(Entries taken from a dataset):
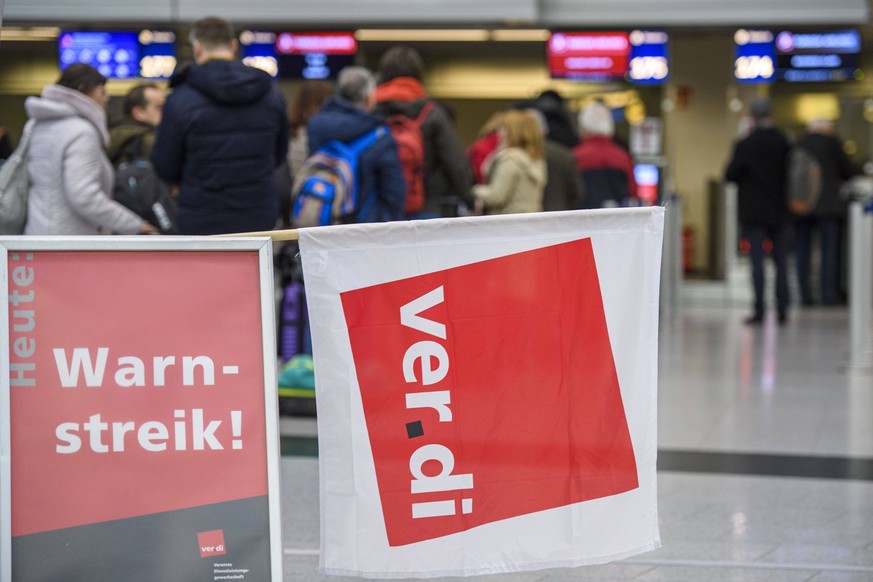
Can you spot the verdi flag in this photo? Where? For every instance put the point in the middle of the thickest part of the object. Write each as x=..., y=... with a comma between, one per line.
x=487, y=391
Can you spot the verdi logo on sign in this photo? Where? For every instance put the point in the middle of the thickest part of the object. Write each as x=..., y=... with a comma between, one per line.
x=487, y=395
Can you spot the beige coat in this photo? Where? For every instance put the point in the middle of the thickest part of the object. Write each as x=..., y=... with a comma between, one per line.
x=515, y=183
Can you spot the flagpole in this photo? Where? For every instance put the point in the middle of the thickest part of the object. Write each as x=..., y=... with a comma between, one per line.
x=276, y=235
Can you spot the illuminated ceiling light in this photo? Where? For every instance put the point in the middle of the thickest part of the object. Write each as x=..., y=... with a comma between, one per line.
x=520, y=35
x=31, y=34
x=425, y=35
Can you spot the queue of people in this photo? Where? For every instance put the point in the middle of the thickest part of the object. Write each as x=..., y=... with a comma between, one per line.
x=223, y=136
x=763, y=165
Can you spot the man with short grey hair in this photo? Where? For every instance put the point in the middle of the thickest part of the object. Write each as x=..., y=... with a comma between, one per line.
x=606, y=168
x=347, y=116
x=357, y=84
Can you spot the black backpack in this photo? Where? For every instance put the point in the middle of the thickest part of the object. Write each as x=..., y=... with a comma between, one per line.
x=138, y=187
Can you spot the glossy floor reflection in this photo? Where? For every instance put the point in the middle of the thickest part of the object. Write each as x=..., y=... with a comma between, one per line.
x=765, y=455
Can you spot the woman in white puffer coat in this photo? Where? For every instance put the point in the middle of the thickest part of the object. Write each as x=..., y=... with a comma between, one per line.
x=70, y=176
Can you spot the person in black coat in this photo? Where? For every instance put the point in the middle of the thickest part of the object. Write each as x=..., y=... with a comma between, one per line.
x=224, y=130
x=826, y=217
x=347, y=116
x=759, y=169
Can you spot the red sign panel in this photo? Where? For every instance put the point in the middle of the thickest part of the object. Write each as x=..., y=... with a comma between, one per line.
x=489, y=391
x=137, y=407
x=596, y=56
x=305, y=43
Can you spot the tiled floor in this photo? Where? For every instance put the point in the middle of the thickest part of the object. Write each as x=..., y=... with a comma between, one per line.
x=765, y=402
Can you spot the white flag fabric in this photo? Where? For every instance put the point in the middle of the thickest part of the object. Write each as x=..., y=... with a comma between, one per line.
x=486, y=390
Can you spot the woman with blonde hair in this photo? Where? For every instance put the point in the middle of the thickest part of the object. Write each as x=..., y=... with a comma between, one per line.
x=517, y=174
x=71, y=179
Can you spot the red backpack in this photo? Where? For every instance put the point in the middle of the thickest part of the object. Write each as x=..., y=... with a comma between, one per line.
x=410, y=150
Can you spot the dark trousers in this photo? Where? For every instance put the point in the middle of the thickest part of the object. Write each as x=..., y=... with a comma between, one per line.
x=756, y=234
x=829, y=244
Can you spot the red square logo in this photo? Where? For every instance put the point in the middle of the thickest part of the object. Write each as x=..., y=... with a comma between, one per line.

(What you are asked to do): Please put the lines above into a numbered list, skipping any blank lines. Leave the pictures out of your answer.

(Result of the task):
1. Can you spot the verdi flag in this photo? Where? For every instance put the point in the middle of the thickest part of the object. Write each as x=..., y=... with a comma between, one per line.
2. x=487, y=391
3. Can you spot the verdi logo on sign in this photo? Where? For every instance put the point in the middle of the thickest part of the object. Write each as x=..., y=... with a comma between, one per line.
4. x=487, y=395
5. Can you spot the beige coat in this photo? Where? For every instance put the point in the middle of the thickest part of the object. Write each as x=..., y=... with a comma between, one per line.
6. x=515, y=183
7. Can you spot the flagpole in this photo? Where? For every instance put the point in the middle of the thickest part of the object. Write each as x=..., y=... with a comma between, one per line.
8. x=276, y=235
9. Can you spot the illuminated ceiling light in this photo? Where? For every instance put the point in the middle of the thickest part of the object. Write each as x=..., y=... with a comma between, one per line.
10. x=520, y=35
11. x=31, y=34
12. x=425, y=35
13. Can you spot the queue of people in this photo? Where? For every instance put the point in the middle of the thickest part of the object. Write each as x=..., y=... with a comma between, one per line.
14. x=223, y=136
15. x=763, y=165
16. Can you spot the man with short grey hair in this photo? Where? For every instance put the point in the middle of the thickest part of the object. Write each as x=..., y=... with a comma between, one per line.
17. x=606, y=168
18. x=347, y=116
19. x=357, y=84
20. Can you spot the black backpack in this photo? Where? For every instance put the point in the middle of the thickest part of the object. Write each as x=..., y=... with a comma between, one per line.
21. x=138, y=187
22. Can you spot the glossy floor reflection in this photo? Where? For every instance put the point in the middle of the thickest part of the object. Write each as x=..., y=... with a comma between, one per line.
23. x=765, y=455
24. Can you spot the woman in white puffer coat in this photo? Where? For every instance put the point in the middle of the thickest part of the object. Write each as x=..., y=... with a comma between, one per line.
25. x=70, y=176
26. Can you spot the person in black coat in this photo? Where? For every instance put the point in the middle of the thickest part of the object. Write each as x=..., y=... with a comma between, one per line.
27. x=224, y=130
28. x=826, y=217
29. x=347, y=116
30. x=759, y=169
31. Can you spot the red sign panel in this photo? Where? For every instance put the point in the middle of the thickest part of the object. Write each as x=..., y=... with a comma between, one per line.
32. x=489, y=391
33. x=137, y=407
34. x=596, y=56
35. x=305, y=43
36. Can you spot the tiled floor in this photo? Where? For every instance put the point in the middle of the thickest part of the object. Write each as x=..., y=... with a comma between, one per line.
37. x=765, y=402
38. Can you spot the white flag fabric in this photo? Where? For every instance put the point in the middle of the thickest part of the object. Write each as x=..., y=... with a comma between, one per line.
39. x=486, y=390
40. Can you spot the woman with blonde hair in this photo? Where? For every instance put the point in the middle of the thickest part of the object. Write each as x=..., y=... with a comma between, one per line.
41. x=517, y=174
42. x=71, y=179
43. Can you spot the red backpack in this photo? Where? For every instance put the point in the middle of the thickest part of the object. Write each as x=..., y=... with a comma between, one per line.
44. x=410, y=150
45. Can you spot the dark trousers in this photo? Where? For every instance put the point in the middle of the thickest part of the object. Write each as x=..., y=... with a comma between, one per line.
46. x=756, y=234
47. x=829, y=244
48. Can you spot the red square logo in this photo? Where? For every instance put the point in the middle of the thickest part of the object. Write each as x=..., y=... with a comma between, one per line.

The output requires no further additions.